*** Document excerpt ***

By Dawn Gagnon, BDN Staff
Bangor Daily News news story
OLD TOWN, Maine — Nearly two hours into a two-part public information meeting Tuesday afternoon and evening, officials from the Maine Department of Environmental Protection had yet to hear much in the way of support for a controversial plan to build a landfill and recycling facility in Argyle Township or Greenbush.
The secure disposal facility is being planned as part of an integrated solid waste management system to be implemented in 2018 by the Municipal Review Committee, a nonprofit organization representing 183 Maine communities, MRC Executive Director Greg Lounder said at the start of the meeting, moderated by DEP Commissioner Patricia Aho.
As the MRC sees it, the public will benefit from its operating a landfill in conjunction with a recycling and fuel processing facility in Argyle or Greenbush to be used only by its member towns.
There is less than 11 years of landfill capacity remaining in Maine, according to the March 2013 Waste Generation and Disposal Capacity Report given to the Legislature’s Environment and Natural Resources Committee. The Municipal Review Committee says it is moving on its proposal because the clock is ticking.

*** End of Document excerpt ***

▶ **Tasks to complete**:
1/ Name every person mentioned in the landfill news story above.
2/ Write the next part of the news story about the proposed landfill in Argyle Township or Greenbush, starting after its final sentence.

*** Excerpted data ***

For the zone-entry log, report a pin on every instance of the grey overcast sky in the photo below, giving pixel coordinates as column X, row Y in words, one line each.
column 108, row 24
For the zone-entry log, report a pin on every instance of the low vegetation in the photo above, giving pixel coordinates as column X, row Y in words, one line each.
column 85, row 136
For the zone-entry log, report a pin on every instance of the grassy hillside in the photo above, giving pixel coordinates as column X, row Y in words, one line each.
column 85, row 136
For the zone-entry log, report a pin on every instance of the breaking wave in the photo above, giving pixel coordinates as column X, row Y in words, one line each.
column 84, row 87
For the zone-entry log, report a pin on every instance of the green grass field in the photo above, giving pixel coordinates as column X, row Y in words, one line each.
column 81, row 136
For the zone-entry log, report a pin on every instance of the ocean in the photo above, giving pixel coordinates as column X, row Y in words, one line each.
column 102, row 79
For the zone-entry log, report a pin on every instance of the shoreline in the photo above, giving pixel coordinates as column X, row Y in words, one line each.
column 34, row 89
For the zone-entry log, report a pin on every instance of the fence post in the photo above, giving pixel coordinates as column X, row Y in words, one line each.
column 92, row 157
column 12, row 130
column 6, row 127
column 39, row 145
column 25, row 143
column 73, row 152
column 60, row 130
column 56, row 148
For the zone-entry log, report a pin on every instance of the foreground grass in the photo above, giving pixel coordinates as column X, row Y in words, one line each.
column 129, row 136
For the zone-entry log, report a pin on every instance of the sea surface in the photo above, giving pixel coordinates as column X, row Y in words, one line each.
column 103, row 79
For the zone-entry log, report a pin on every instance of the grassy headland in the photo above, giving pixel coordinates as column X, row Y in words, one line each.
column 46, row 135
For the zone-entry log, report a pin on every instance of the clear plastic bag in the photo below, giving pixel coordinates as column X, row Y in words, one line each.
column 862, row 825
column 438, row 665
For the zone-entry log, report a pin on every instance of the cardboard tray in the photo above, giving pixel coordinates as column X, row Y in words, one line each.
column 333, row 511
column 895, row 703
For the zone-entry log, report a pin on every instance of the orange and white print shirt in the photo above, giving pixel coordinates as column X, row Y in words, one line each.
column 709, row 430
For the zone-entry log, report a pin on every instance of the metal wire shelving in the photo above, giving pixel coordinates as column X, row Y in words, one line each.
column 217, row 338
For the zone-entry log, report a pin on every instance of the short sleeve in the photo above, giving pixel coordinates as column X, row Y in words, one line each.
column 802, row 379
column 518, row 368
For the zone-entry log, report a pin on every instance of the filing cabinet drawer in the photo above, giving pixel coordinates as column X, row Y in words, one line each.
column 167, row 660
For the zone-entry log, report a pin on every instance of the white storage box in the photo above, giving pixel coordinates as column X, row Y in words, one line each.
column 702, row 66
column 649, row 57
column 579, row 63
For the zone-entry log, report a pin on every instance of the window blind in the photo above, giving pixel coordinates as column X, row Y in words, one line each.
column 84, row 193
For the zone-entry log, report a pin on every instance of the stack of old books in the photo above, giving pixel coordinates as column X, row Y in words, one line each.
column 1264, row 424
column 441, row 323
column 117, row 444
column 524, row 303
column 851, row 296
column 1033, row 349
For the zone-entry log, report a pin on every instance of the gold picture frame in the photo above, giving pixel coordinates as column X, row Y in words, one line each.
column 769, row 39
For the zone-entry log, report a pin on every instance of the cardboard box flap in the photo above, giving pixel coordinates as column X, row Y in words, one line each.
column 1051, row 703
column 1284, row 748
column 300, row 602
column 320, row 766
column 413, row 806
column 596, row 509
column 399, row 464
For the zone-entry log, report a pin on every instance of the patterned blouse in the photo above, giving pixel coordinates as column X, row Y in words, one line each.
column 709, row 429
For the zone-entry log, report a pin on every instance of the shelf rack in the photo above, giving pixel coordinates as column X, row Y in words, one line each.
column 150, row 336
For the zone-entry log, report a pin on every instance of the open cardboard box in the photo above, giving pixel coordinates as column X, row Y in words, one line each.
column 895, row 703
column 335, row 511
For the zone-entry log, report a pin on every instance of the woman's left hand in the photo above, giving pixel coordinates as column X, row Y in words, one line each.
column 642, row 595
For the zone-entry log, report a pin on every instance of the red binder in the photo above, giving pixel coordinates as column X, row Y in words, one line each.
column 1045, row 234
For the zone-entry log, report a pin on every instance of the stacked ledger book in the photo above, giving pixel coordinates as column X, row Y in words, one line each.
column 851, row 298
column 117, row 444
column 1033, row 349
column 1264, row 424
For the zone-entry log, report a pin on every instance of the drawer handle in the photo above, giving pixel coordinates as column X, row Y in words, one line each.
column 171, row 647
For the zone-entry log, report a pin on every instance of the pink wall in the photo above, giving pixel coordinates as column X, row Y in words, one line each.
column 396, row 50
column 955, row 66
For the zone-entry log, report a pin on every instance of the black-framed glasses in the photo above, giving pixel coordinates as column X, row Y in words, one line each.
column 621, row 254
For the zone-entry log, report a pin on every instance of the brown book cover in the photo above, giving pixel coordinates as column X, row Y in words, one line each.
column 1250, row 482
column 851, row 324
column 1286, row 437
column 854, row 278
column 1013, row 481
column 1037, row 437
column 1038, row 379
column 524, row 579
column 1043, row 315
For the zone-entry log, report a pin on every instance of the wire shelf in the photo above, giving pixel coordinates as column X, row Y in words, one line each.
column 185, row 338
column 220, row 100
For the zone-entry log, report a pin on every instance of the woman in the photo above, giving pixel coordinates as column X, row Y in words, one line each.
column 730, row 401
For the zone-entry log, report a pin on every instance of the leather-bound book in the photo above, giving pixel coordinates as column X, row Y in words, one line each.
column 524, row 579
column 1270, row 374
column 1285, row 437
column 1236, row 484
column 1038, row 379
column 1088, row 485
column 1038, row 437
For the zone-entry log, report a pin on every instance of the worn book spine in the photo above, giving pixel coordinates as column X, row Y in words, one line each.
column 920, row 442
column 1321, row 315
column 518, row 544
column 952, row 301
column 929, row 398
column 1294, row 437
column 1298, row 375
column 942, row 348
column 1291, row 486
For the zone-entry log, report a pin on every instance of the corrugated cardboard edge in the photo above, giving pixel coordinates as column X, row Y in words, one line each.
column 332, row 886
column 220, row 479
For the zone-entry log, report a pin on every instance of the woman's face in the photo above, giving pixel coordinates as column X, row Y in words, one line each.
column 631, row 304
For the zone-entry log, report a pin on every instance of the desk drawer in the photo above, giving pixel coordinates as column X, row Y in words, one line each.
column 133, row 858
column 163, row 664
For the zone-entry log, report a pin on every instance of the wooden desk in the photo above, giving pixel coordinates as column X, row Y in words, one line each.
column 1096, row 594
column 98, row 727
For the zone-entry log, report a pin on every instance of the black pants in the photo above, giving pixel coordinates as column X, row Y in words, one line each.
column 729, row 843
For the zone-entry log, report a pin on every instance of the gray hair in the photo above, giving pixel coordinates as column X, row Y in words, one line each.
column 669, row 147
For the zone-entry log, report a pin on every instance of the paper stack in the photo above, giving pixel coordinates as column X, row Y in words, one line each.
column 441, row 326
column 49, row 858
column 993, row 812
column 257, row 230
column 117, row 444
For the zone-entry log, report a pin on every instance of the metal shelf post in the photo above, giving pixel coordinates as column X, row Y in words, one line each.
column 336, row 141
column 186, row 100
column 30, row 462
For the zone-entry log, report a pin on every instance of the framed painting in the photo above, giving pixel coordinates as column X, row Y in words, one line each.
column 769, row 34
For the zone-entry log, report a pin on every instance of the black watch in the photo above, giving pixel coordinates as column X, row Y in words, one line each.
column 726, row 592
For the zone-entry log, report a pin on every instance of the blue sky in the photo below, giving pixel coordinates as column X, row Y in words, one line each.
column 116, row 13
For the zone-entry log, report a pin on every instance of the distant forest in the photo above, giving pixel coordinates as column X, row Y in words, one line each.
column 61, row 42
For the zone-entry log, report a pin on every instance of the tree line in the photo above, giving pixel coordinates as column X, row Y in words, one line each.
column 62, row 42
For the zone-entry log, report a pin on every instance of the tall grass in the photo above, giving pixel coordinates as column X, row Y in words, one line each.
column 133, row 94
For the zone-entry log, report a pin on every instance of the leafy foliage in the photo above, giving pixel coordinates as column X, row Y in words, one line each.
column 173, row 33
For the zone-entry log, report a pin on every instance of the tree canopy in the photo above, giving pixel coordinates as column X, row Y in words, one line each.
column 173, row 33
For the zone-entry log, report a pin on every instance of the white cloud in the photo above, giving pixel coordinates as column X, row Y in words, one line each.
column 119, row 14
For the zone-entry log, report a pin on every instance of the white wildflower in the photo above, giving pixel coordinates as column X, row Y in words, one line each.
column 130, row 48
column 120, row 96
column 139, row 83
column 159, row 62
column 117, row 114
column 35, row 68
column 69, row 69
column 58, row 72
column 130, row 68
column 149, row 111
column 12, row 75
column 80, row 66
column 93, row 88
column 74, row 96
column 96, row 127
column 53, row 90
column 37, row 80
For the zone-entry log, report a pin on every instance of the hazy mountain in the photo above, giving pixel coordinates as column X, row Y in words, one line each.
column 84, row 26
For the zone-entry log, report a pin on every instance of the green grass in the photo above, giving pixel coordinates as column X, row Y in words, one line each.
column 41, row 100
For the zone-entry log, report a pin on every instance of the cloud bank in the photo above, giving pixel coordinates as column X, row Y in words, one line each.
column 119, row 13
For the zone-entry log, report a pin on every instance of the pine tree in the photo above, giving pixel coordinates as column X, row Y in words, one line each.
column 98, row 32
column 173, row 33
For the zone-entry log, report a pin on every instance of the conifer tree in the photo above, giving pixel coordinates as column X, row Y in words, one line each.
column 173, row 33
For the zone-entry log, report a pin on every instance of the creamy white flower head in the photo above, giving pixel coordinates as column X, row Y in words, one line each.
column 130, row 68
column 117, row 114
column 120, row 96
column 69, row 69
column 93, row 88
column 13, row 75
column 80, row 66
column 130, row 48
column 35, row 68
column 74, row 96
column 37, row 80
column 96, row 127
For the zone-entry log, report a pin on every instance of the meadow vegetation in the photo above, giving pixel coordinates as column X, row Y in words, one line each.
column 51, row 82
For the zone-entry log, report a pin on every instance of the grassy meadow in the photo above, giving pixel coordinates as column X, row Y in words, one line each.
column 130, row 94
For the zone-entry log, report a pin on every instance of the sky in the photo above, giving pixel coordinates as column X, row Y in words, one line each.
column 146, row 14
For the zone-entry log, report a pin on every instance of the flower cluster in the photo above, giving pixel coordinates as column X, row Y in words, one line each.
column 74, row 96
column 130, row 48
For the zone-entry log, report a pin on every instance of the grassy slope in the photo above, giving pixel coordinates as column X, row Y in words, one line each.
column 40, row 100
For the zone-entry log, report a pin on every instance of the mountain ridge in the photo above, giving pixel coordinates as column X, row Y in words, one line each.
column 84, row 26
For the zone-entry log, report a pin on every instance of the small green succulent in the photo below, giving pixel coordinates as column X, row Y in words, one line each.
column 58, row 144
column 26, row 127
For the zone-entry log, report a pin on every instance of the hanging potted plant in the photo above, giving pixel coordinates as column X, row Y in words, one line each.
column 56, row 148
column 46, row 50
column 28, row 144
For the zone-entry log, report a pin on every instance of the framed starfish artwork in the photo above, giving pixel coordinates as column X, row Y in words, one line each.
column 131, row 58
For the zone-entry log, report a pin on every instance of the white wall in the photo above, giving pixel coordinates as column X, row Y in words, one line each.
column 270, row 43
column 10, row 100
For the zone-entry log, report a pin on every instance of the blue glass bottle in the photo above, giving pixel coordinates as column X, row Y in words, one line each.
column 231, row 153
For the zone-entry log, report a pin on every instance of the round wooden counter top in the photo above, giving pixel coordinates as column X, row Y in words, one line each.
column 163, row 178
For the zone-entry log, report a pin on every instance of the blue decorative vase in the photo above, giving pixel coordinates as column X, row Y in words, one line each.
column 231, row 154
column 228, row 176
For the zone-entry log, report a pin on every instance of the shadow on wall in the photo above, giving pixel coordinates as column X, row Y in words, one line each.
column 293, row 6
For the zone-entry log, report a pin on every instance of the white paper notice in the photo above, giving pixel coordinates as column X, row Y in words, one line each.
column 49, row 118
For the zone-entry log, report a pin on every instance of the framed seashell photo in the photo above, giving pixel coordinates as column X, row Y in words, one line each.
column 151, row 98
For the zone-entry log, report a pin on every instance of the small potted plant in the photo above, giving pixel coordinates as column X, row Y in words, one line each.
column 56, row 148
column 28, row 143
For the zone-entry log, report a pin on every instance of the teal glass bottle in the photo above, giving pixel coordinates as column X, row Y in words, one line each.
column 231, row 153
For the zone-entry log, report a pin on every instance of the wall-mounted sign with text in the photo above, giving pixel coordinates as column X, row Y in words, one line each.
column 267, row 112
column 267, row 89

*** End of Excerpted data ***

▶ **Numbered answers**:
1/ Dawn Gagnon, Greg Lounder, Patricia Aho

2/
Under state law, before a disposal facility submits an application for the license needed to construct a new landfill, the DEP commissioner first must determine that the proposal provides a “substantial public benefit.”
Many people from the area, however, oppose the plan because of concerns about potential harm to the environment and quality of life. About 150 people turned up, with roughly 60 of them speaking — none of them in favor.
Some of the strongest opposition Tuesday came from members of the Penobscot Nation. They say a landfill would adversely affect their ancestral lands as well as the Penobscot River and Birch Stream, both of which they say are critical to their ability maintain their sustenance-based lifestyle.
Argyle Township is part of former Penobscot territory reacquired by the tribe under the Maine Indian Claims Settlement Act, Penobscot Nation Chief Kirk Francis said.
“That promise was also based on … its enhancement of cultural practices critical to the identity of our people, including the ability to hunt, fish and practice our federally-protected subsistence lifestyle,” he said. “We have the right for our resources also to be in a condition that is conducive to our lifestyle.
“As I mentioned, all our lands are protected against encroachment or alienation,” Francis said. “Nothing will alienate the Penobscot Nation from its territory like this proposed project and projects like it. Its effect on wildlife and the natural resource system in this territory — we may be able to still own it and we may be able to still live on it — but for all purposes it would render the land useless for the Penobscot people.”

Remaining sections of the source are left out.